**TRECHO FORNECIDO:**
━━━

Por fim, - se a Lei da Interceptação Telefônica (Lei nº 9.296/1996) dispõe que a “interceptação de comunicações telefônicas [...] para prova em investigação criminal e em instrução processual penal, observará o disposto nesta Lei e dependerá de ordem do juiz competente da ação principal, sob segredo de justiça” (art. 1º) e se de outro lado, o Estatuto da Criança e do Adolescenteconsidera-se ato infracional a conduta descrita como crime ou contravenção penal” (art. 103, ECA)-, entendemos que se um adolescente em conflito com a lei, pratica um ato infracional, que se fosse praticado por adulto seria apenado com reclusão e haja indícios razoáveis da autoria ou participação em infração penal (ato infracional) e não exista outro meio disponível para produção de provas, não resta outro caminho, a não ser a implementação da interceptação telefônica[10].


Notas

[1]Art. 1º A interceptação de comunicações telefônicas, de qualquer natureza, para prova em investigação criminal e em instrução processual penal, observará o disposto nesta Lei e dependerá de ordem do juiz competente da ação principal, sob segredo de justiça.

━━━

**DADOS FORNECIDOS:**
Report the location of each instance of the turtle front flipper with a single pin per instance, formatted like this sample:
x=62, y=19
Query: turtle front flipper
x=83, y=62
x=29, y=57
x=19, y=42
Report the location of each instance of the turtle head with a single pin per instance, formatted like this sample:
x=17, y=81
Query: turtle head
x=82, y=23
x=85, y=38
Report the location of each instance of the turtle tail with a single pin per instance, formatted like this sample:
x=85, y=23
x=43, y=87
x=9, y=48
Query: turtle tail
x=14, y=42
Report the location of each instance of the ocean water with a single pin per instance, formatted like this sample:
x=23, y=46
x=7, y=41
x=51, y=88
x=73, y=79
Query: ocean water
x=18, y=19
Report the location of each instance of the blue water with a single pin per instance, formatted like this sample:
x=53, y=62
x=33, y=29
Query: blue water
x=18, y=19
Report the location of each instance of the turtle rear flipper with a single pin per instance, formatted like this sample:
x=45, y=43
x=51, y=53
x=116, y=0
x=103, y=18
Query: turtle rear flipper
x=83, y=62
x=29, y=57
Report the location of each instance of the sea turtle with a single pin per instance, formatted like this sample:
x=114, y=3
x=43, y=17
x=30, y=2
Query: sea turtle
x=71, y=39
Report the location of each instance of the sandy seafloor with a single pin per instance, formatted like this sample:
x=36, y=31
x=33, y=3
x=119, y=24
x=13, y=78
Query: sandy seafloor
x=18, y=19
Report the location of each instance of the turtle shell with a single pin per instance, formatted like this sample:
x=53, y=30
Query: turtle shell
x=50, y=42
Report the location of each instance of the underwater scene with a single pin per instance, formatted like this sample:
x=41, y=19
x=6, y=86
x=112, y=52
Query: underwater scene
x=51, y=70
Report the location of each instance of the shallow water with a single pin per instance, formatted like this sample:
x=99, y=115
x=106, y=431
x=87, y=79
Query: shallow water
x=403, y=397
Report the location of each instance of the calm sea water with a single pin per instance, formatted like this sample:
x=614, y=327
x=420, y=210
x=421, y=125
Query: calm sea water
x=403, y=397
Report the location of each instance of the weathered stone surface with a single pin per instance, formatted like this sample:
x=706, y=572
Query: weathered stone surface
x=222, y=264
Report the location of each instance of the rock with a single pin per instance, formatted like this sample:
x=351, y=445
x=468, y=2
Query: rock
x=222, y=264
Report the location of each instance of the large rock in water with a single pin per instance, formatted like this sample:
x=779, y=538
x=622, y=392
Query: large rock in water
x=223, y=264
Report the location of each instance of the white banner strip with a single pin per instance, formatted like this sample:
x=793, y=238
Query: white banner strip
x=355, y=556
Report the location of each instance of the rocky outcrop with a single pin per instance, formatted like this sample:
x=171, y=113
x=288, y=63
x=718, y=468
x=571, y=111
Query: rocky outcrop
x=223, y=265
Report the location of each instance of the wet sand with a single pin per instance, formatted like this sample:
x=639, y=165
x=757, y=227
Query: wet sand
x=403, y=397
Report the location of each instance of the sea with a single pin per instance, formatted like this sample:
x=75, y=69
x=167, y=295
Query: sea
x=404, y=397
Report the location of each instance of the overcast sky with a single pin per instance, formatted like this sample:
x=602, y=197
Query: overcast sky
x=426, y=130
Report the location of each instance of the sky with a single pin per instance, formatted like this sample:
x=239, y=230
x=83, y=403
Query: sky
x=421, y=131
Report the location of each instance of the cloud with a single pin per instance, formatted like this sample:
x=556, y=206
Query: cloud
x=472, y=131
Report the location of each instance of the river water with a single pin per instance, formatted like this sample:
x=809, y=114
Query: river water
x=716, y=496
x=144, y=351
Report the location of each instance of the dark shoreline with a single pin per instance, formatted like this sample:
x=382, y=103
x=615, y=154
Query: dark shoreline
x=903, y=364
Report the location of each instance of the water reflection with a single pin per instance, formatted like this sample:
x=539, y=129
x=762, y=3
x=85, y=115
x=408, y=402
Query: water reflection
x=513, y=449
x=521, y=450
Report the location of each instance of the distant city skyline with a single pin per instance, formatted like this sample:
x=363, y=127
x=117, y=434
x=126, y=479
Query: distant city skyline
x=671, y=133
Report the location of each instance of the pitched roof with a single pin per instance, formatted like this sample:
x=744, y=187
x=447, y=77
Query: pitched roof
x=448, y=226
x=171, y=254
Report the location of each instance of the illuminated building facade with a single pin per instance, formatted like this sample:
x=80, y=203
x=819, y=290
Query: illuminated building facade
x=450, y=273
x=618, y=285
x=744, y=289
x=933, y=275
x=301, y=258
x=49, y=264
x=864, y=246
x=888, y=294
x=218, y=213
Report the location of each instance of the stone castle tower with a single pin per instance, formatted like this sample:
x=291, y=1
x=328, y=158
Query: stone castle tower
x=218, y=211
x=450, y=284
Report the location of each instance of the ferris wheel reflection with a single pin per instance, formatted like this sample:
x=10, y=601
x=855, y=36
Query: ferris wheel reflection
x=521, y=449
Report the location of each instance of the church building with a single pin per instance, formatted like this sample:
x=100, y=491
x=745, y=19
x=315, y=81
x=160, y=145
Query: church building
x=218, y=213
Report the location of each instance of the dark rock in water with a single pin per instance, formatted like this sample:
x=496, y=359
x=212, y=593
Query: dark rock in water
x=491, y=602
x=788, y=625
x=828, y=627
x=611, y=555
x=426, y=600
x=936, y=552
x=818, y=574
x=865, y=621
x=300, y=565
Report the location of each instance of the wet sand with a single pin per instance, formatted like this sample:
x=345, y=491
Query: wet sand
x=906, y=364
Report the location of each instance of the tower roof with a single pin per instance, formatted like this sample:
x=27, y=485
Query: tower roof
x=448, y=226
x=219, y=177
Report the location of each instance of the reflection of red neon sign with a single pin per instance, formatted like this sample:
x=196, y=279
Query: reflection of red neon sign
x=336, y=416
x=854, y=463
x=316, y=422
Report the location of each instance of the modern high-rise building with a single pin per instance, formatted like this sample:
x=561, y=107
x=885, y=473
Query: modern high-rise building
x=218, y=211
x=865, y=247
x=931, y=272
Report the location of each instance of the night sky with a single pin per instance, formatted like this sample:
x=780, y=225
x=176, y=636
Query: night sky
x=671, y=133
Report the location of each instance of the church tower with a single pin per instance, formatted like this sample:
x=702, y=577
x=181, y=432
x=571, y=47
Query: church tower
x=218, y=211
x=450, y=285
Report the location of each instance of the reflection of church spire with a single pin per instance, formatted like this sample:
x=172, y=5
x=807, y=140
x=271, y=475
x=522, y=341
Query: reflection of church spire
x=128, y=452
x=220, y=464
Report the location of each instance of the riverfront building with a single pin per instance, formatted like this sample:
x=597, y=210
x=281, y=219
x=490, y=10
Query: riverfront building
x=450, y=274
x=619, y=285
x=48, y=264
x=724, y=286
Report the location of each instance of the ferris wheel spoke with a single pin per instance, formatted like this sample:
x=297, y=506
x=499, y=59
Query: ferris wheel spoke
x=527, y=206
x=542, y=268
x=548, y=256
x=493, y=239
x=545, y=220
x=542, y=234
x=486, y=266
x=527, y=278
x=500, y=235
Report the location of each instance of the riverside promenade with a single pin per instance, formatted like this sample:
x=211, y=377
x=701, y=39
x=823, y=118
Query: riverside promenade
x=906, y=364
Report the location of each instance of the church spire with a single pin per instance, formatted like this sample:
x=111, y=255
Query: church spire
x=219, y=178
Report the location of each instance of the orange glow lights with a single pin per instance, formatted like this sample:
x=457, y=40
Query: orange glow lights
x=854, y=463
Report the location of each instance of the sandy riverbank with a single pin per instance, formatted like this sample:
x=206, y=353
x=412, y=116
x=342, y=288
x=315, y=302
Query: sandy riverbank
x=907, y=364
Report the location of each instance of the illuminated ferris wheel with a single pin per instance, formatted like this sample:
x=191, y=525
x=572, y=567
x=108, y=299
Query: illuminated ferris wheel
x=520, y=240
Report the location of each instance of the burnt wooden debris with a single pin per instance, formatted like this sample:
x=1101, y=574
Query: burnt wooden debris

━━━

**ATIVIDADE PROPOSTA:**
No trecho sobre interceptação telefônica e atos infracionais, de qual ordem depende a interceptação de comunicações telefônicas segundo o art. 1º da Lei nº 9.296/1996? Os registros não têm relação alguma com o trecho.

**TAREFA RESOLVIDA:**
Depende de ordem do juiz competente da ação principal, sob segredo de justiça.